Keyboard shortcuts

Press or to navigate between chapters

Press S or / to search in the book

Press ? to show this help

Press Esc to hide this help

Hands-On: From Tensors to Models

This chapter teaches Morok through progressive examples. You’ll start with basic tensor operations and build up to a working neural network classifier.

What you’ll learn:

  • Creating and manipulating tensors
  • Shape operations (reshape, transpose, broadcast)
  • Matrix multiplication
  • Building reusable layers
  • Composing a complete model

Prerequisites:

  • Basic Rust knowledge
  • Add morok_tensor to your Cargo.toml

Key pattern: Morok uses lazy evaluation. Operations build a computation graph without executing. Call realize() to compile and run everything at once.


Example 1: Hello Tensor

Let’s create tensors, perform operations, and get results.

use morok_tensor::Tensor;

fn main() -> Result<(), Box<dyn std::error::Error>> {
    // Create tensors from slices
    let a = Tensor::from_slice(&[1.0f32, 2.0, 3.0, 4.0]);
    let b = Tensor::from_slice(&[10.0f32, 20.0, 30.0, 40.0]);

    // Lazy operations (no execution yet)
    let sum = &a + &b;
    let scaled = &sum * &Tensor::from_slice(&[0.1f32]);

    // Execute and get results
    let result = scaled.realize()?;
    let data = result.to_ndarray::<f32>()?;
    println!("Result: {:?}", data);
    // Output: [1.1, 2.2, 3.3, 4.4]

    Ok(())
}

What’s happening:

  1. Tensor::from_slice() creates a tensor from a Rust slice. The f32 suffix tells Rust the element type.

  2. &a + &b doesn’t compute anything yet. It returns a new Tensor that represents the addition. The & borrows the tensors so we can reuse them.

* * * *

What this exercise asks —
• A. List every topic that the Morok tutorial says you'll learn.
• B. In the Morok tutorial, which call compiles and runs the computation graph?
• C. Write the next part of the Morok tutorial, picking up after its final sentence.

* * * *

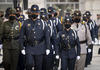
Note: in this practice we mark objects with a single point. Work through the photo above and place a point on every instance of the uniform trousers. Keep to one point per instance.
(80, 64)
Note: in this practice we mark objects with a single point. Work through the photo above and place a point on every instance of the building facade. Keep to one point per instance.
(63, 5)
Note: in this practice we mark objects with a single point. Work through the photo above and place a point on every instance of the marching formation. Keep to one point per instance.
(46, 41)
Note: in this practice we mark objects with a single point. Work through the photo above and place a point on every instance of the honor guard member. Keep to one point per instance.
(7, 14)
(94, 25)
(84, 38)
(29, 13)
(49, 59)
(1, 22)
(37, 40)
(20, 16)
(43, 15)
(58, 21)
(9, 35)
(68, 40)
(92, 32)
(20, 19)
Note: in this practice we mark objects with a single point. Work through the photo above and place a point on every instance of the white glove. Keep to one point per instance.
(78, 57)
(47, 52)
(23, 52)
(57, 56)
(89, 50)
(1, 46)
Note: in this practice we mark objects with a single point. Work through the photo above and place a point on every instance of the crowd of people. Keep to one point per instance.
(45, 41)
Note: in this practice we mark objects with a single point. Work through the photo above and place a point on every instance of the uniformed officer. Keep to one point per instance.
(1, 21)
(20, 16)
(38, 40)
(68, 40)
(84, 38)
(29, 13)
(20, 19)
(86, 18)
(43, 15)
(9, 35)
(7, 14)
(58, 21)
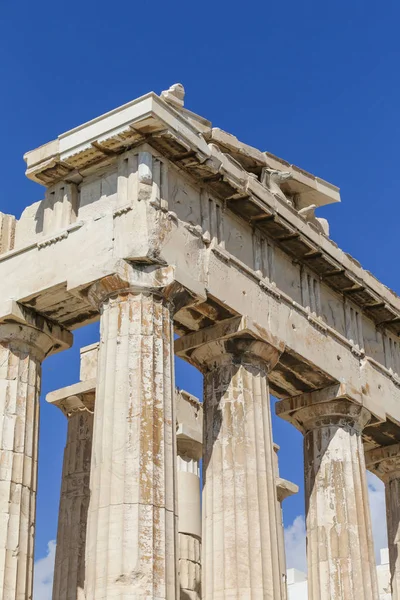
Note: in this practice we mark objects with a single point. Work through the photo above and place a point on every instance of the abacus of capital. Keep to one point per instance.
(181, 239)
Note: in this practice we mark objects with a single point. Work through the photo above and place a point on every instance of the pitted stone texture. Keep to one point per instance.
(189, 521)
(385, 463)
(131, 549)
(340, 554)
(240, 537)
(284, 489)
(69, 570)
(189, 567)
(22, 349)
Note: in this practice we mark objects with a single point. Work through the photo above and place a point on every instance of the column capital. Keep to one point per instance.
(21, 326)
(238, 340)
(334, 405)
(384, 462)
(75, 398)
(285, 489)
(189, 425)
(155, 280)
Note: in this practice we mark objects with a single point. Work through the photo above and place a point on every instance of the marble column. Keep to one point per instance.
(340, 553)
(131, 546)
(23, 346)
(189, 449)
(240, 539)
(284, 489)
(77, 403)
(385, 463)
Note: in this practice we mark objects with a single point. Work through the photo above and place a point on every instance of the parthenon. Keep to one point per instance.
(182, 240)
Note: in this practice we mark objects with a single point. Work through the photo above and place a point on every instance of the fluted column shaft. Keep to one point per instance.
(189, 522)
(284, 489)
(240, 530)
(385, 463)
(22, 350)
(69, 569)
(131, 541)
(340, 554)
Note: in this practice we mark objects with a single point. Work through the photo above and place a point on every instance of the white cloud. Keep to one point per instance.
(295, 544)
(43, 574)
(295, 534)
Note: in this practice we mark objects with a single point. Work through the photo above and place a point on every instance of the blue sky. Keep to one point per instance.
(316, 83)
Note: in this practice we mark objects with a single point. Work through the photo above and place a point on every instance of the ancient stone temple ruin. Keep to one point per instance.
(181, 239)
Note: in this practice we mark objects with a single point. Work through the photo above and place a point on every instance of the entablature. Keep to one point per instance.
(226, 168)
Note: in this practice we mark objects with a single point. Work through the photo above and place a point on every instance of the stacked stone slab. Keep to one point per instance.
(162, 226)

* * * *

Task-by-task results —
• A.
- Creating and manipulating tensors
- Shape operations (reshape, transpose, broadcast)
- Matrix multiplication
- Building reusable layers
- Composing a complete model

• B. Calling realize() compiles and runs everything at once.

• C.
  3. realize() is where the magic happens. Morok:

    • Analyzes the computation graph
    • Fuses operations where possible
    • Generates optimized code
    • Executes on the target device
  4. to_ndarray() extracts the result as an ndarray::ArrayD for inspection.

Try this: Remove the realize() call. The code still runs, but data would be empty—nothing was computed.


Example 2: Shape Gymnastics

Neural networks constantly reshape data. Let’s master the basics.

#![allow(unused)]
fn main() {
fn shape_example() -> Result<(), Box<dyn std::error::Error>> {
    // Create a 1D tensor with 6 elements
    let data = Tensor::from_slice(&[1.0f32, 2.0, 3.0, 4.0, 5.0, 6.0]);
    println!("Original shape: {:?}", data.shape());  // [6]

    // Reshape to a 2x3 matrix
    let matrix = data.try_reshape(&[2, 3])?;
    println!("Matrix shape: {:?}", matrix.shape());  // [2, 3]
    // [[1, 2, 3],
    //  [4, 5, 6]]

    // Transpose to 3x2
    let transposed = matrix.try_transpose(0, 1)?;
    println!("Transposed shape: {:?}", transposed.shape());  // [3, 2]
    // [[1, 4],
    //  [2, 5],
    //  [3, 6]]

    // Broadcasting: add a row vector to every row
    // [3, 2] + [1, 2] → [3, 2]
    let bias = Tensor::from_slice(&[100.0f32, 200.0])
        .try_reshape(&[1, 2])?;
    let biased = &transposed + &bias;

    let result = biased.realize()?;
    println!("{:?}", result.to_ndarray::<f32>()?);
    // [[101, 204],
    //  [102, 205],
    //  [103, 206]]

    Ok(())
}
}

Key operations:

OperationWhat it does
try_reshape(&[2, 3])Change shape (same total elements)
try_reshape(&[-1, 3])Infer dimension from total size
try_transpose(0, 1)Swap dimensions 0 and 1
try_squeeze(dim)Remove dimension of size 1
try_unsqueeze(dim)Add dimension of size 1

Broadcasting rules (same as NumPy/PyTorch):

  • Shapes align from the right
  • Each dimension must match or be 1
  • Dimensions of size 1 are “stretched” to match
[3, 2] + [1, 2] → [3, 2]  ✓ (1 broadcasts to 3)
[3, 2] + [2]    → [3, 2]  ✓ (implicit [1, 2])
[3, 2] + [3]    → error   ✗ (2 ≠ 3)

Example 3: Matrix Multiply

Matrix multiplication is the workhorse of neural networks. Every layer uses it.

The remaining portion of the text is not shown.